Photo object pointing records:
------------
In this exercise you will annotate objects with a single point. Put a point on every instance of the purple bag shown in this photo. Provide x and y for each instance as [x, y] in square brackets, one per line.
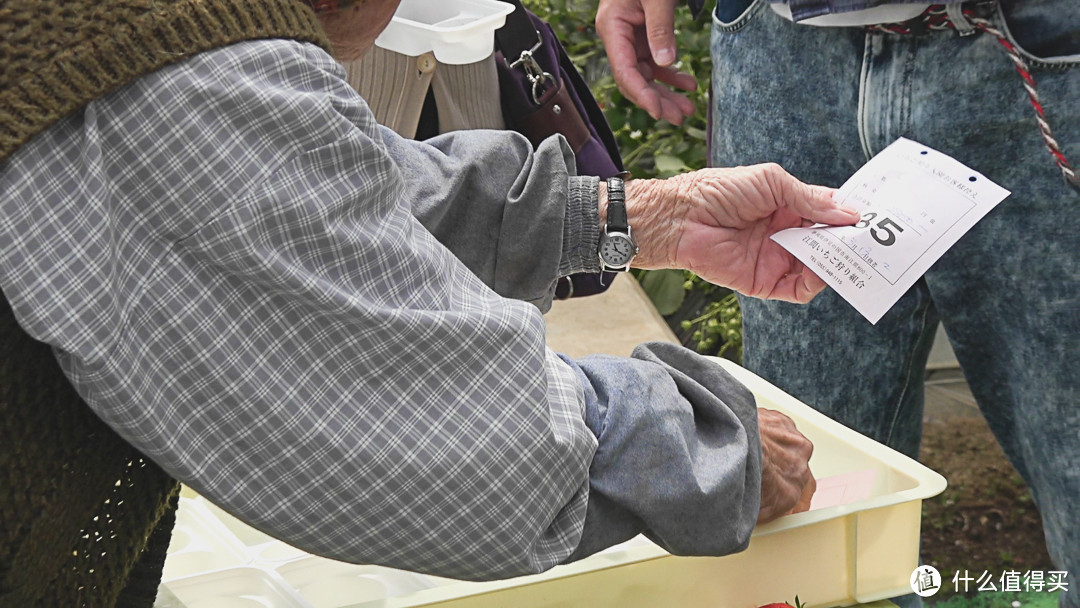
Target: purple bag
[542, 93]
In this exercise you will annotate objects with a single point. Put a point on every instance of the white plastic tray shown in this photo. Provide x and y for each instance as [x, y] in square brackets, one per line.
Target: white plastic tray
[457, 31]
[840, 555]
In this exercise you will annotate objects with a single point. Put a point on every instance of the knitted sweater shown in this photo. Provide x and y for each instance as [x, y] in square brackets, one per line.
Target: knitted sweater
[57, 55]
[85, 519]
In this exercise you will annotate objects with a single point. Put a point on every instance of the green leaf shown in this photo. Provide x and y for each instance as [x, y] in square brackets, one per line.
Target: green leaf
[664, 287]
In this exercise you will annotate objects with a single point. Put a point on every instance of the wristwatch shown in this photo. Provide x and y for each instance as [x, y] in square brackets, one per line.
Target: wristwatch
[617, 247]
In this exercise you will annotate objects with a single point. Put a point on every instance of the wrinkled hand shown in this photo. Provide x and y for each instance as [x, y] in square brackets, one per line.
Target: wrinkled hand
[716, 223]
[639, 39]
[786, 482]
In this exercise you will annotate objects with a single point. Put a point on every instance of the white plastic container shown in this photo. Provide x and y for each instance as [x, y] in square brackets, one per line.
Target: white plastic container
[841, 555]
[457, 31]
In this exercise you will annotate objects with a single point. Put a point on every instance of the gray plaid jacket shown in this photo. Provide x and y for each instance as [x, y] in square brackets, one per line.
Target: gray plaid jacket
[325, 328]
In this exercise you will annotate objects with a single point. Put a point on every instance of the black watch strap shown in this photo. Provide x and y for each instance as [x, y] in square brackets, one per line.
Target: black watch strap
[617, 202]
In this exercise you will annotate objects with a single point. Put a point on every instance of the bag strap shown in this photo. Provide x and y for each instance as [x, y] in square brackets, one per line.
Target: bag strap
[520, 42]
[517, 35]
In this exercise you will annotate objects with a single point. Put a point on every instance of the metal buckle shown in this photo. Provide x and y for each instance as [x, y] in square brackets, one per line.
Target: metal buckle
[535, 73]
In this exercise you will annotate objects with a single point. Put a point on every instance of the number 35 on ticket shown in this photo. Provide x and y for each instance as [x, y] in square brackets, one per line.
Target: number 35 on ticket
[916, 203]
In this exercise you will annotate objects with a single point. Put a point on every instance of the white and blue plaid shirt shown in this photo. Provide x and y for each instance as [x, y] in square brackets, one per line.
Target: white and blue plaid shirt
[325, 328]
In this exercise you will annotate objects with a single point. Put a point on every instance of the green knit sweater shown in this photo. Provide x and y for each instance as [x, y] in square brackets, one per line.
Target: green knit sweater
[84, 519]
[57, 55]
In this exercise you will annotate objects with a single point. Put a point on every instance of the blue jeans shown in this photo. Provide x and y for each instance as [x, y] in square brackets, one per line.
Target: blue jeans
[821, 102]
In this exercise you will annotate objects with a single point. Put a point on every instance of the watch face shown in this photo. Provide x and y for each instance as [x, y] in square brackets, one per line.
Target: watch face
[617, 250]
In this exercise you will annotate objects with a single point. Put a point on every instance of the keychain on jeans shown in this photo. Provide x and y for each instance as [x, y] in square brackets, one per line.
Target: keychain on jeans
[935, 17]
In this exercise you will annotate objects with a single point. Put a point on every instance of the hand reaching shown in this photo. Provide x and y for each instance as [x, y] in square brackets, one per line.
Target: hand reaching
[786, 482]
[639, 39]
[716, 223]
------------
→ **Work required**
Transcribe the complete set of entries verbatim. No pictures belong in the copy.

→ **The completed task**
In this exercise you will annotate objects with a single point. Put a point on every instance of the purple bag shown in this photo. Provide x and y for each instance as [x, y] in square brackets, one per line.
Target: purple bag
[542, 93]
In this exercise you will annotate objects with a single point. Put a point on every instance of the white plastic tray shown in this photo. Provide x and y for each instance as [x, y] in square brackets, one per line.
Target: white plastic tray
[457, 31]
[840, 555]
In this exercise you will annotate objects with a single point. Put a point on every instance of the knitted sweater shown in this photo. Provide x and y for each instance as [x, y] in square brackets, one per line.
Target: knitted sweater
[57, 55]
[85, 519]
In this exercise you will annotate objects with a single point. Put a point on every instance of the green leaf shown in this photo. Provide x and y for each instance as [x, y] in square brackets, one per line.
Target: green leaf
[664, 287]
In this exercise you will annotate objects with a single point. Put a point on every instance of the wristwatch shown in this photo. Provide x and y for each instance as [x, y] in square brackets, one per line.
Target: wristwatch
[617, 247]
In this exercise you will annotate objects with a single point. Put a point on every instance of the wrinkled hand shown in this photo. Provide x and y for each instance as [x, y] in square brackets, one per line.
Target: wrinkled hand
[716, 223]
[639, 39]
[786, 482]
In this exercise you will annotate objects with a single point. Put a point on every instance of the white plastic container shown in this photo. Provide x and y for each instance as [x, y] in square brackets, one per line.
Target: white plastic container
[841, 555]
[457, 31]
In this exercise you will annotate objects with a single point. Put a point on every instance of the gray plaid jacket shown in this photo. Provide x and y for each instance as [x, y] in square brackets, one per line.
Target: gray plaid jacket
[325, 328]
In this exercise you will annotate objects with a single point. Put a point on every instance of the black watch strap shown in this photo. Provide x and y for each instance as [x, y] in square brackets, one per line.
Target: black watch strap
[617, 202]
In this exercise you will annotate objects with a single point. Put a point on every instance of the bag strap shown in this photo. Provide x and y for each instance as [x, y] in square brackets, one per line.
Target: bag strap
[520, 42]
[517, 35]
In this exercise you will annotate objects with a single point. Put a point on every instance of the metal buckle shown in this photo. Provide x and y for each instance as [x, y] in square brackets, one per line.
Target: metal buckle
[535, 73]
In this exercise you will annotate objects with a single point. Put a point on every instance of the number 35 on ticket shown in this photo. Provide x and y for each instance as [x, y] in square brackets, one per line.
Target: number 35 on ticket
[916, 203]
In this exercise you will annotate objects with a single point. Put a point on every instance of the white and blue plaid shirt shown in this photo. Provide x and y for each instance as [x, y] in square brackets, one per line.
Target: white and blue plaid shirt
[325, 328]
In this exercise you will annotate objects with a single point. Put a point on every instance of the green knit sweater shown in this photo. Provide x and y for each instance as [x, y] in square brackets, one per line.
Target: green knit sweater
[84, 519]
[57, 55]
In this exercise you will annotate objects with a single point. Put a point on every instance of the blue jeans shown in this photo. Provide x and y for each instance as [x, y] in square brackets, one per line.
Target: blue jeans
[821, 102]
In this exercise you will annotate objects with a single point. Put a point on every instance of the watch face shown in this photo. Provide x and y for each instance as [x, y] in square brackets, one per line.
Target: watch face
[617, 250]
In this exercise you will annotate objects with a single point. Put a point on every instance of the keychain on jeans shown in this photo. Provide x and y for each instance as [x, y] in square brackets, one per line.
Target: keychain on jeans
[935, 17]
In this exercise you will annotate objects with a single point. Put a point on every instance of the hand reaching shown in this photo. Provide x and y for each instance as [x, y] in square brackets, one per line.
Target: hand reaching
[786, 482]
[639, 39]
[716, 223]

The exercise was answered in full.